───── Recorded information ─────

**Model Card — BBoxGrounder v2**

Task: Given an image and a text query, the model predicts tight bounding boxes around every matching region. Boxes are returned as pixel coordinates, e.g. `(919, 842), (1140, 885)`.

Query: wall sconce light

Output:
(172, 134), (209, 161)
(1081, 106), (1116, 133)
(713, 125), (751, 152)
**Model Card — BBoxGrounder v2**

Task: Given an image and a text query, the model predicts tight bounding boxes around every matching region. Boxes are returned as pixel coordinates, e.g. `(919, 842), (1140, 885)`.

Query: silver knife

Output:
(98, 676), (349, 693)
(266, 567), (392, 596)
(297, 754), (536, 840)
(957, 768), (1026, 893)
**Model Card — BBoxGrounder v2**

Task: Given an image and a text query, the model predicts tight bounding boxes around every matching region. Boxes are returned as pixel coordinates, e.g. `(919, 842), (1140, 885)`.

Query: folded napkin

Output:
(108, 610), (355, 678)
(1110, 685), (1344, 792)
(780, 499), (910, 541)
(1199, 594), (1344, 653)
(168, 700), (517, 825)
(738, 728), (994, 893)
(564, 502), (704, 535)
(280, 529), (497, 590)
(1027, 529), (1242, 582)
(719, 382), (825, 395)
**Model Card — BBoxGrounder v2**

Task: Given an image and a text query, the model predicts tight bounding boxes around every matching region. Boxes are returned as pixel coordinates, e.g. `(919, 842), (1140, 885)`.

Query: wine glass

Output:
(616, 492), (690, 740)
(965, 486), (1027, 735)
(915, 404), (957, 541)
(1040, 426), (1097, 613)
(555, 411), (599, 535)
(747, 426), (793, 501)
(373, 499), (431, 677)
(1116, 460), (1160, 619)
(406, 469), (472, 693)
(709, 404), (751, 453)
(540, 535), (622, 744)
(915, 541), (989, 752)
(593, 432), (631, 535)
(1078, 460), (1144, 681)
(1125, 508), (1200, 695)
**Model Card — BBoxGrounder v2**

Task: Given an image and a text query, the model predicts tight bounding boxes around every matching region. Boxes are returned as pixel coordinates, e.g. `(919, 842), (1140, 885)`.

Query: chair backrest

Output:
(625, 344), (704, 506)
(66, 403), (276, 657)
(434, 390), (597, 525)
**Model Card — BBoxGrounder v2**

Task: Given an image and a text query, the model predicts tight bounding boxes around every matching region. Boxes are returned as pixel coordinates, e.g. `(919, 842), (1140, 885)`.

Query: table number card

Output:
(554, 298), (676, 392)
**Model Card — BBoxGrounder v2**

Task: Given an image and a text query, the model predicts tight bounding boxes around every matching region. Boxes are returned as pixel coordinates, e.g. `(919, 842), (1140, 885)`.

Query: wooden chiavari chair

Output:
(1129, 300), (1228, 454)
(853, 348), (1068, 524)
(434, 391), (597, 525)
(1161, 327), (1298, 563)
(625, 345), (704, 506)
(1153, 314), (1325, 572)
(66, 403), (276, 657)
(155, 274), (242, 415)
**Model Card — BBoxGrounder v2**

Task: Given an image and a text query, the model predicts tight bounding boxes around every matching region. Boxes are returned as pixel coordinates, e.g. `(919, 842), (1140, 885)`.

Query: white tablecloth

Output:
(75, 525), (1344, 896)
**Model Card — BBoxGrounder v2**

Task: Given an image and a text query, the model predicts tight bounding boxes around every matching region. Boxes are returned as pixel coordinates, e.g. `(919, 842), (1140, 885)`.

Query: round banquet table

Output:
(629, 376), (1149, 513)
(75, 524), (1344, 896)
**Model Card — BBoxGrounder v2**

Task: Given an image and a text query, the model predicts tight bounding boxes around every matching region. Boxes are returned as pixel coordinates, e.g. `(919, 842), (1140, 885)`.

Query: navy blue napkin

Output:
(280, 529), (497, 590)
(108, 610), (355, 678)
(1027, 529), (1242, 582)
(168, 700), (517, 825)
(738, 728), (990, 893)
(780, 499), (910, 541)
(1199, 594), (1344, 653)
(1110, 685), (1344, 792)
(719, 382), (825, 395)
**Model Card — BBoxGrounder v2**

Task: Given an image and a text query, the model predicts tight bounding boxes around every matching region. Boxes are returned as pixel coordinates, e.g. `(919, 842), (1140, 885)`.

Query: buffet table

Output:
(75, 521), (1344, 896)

─────

• **Task description**
Can you pull every item above into your reply, copying each one character for character without any change?

• **Expected answer**
**Model Card — BBoxGrounder v2**

Task: Given an image and a text query, the model predicts tight bounding boxes around every matching region. Boxes are returned as pixel coordinates, e.g. `(919, 842), (1140, 885)`.

Query: wall sconce light

Output:
(172, 134), (209, 161)
(1081, 106), (1116, 133)
(713, 125), (751, 152)
**Model Card — BBoxGrounder v2**

Task: Given an image and a text query, the model predicts tight bounding boxes around every matching region. Boxes are returned as pixel coordinates, e.g. `(919, 842), (1140, 885)`.

Query: silver knife

Output:
(98, 676), (349, 693)
(266, 567), (392, 596)
(297, 754), (536, 840)
(957, 768), (1026, 893)
**Model Card — BBoxGrounder v2**

Task: Given an image and a text query, the model predicts tight bounding boxes around every matching region. Boxes are returned as pixel coordinates, e.g. `(919, 842), (1140, 885)`.

Query: folded napkin

Output:
(108, 610), (355, 678)
(1110, 685), (1344, 792)
(780, 499), (910, 541)
(1199, 594), (1344, 653)
(168, 700), (517, 825)
(738, 728), (994, 893)
(564, 502), (704, 535)
(280, 529), (497, 590)
(1027, 529), (1242, 582)
(719, 382), (825, 395)
**Model Card — BBoxGrounder v2**

Task: Given an image and a text query, the model predicts tight bounding boxes around every matching region. Boxes are returned as pixel coordinates, e.g. `(919, 842), (1140, 885)`.

Query: wine glass

Output:
(616, 492), (690, 740)
(965, 486), (1027, 735)
(915, 404), (957, 541)
(1040, 426), (1097, 613)
(555, 411), (599, 535)
(747, 426), (793, 501)
(373, 499), (431, 677)
(1116, 460), (1160, 619)
(406, 469), (472, 693)
(709, 404), (751, 453)
(540, 535), (622, 744)
(915, 541), (989, 752)
(593, 432), (631, 535)
(1078, 460), (1144, 681)
(1125, 508), (1200, 695)
**Model Card — BBoxGrounder v2**

Task: Given an image and a text query, the model predicts tight bounding boxes around every matching region. Boxes are returned as pixel coordinates, e.g. `(919, 842), (1140, 885)`.

Query: chair backrest

Output:
(625, 344), (704, 506)
(66, 403), (276, 657)
(434, 390), (597, 525)
**Model Card — BBoxGrounder v2**

Task: Given an image and a text query, the model predicts tight bounding boxes around every matching region. Boxes are returned as pixel coordinates, e.g. `(919, 842), (1140, 885)`.

Query: table number card

Output:
(554, 298), (676, 392)
**Model Card — BBoxGrounder v2**

Task: Given an image and a text query, the model predicts tight bounding boxes around every matching region. Boxes are returned as pixel coordinates, e.g. `(919, 842), (1140, 885)`.

Query: wooden chiavari chair

Output:
(1129, 300), (1228, 454)
(853, 348), (1068, 524)
(434, 391), (597, 525)
(1161, 327), (1298, 563)
(625, 345), (704, 506)
(1153, 314), (1325, 572)
(66, 403), (276, 657)
(155, 274), (242, 415)
**Model Card — BBoxGrounder v2**

Task: Given an image and a text query, the model predicts tight bounding boxes around every matching region. Boxes are returned as pixel coordinates, e.g. `(919, 842), (1140, 885)`.

Query: white tablecloth

Output:
(75, 525), (1344, 896)
**Model Card — BBoxGrounder v2**

Task: Given an image and a text query, the model predicts tight bounding boxes around every matching region. Boxes are returned as pixel coordinates, e.g. `(919, 842), (1140, 885)`.

Query: round banquet table

Output:
(629, 376), (1149, 513)
(75, 524), (1344, 896)
**Model Card — BBoxGrounder v2**

Task: Given an image and a text query, the model predicts tight bounding boxes around every matching region. Boxes are returned as pixel coordinates, e.g. `(919, 842), (1140, 885)`.

Query: navy blue napkin

Output:
(280, 529), (497, 590)
(108, 610), (355, 678)
(1027, 529), (1242, 582)
(168, 700), (517, 825)
(738, 728), (990, 893)
(780, 499), (910, 541)
(1199, 594), (1344, 653)
(1110, 685), (1344, 792)
(719, 382), (825, 395)
**Model Card — BBoxGrounder v2**

Task: Given an image and a text query, the model predicts tight bounding boxes around every matching region. Boxes are returned as pixel coordinates, e.g. `(919, 842), (1140, 885)`.

Query: buffet table

Output:
(75, 521), (1344, 896)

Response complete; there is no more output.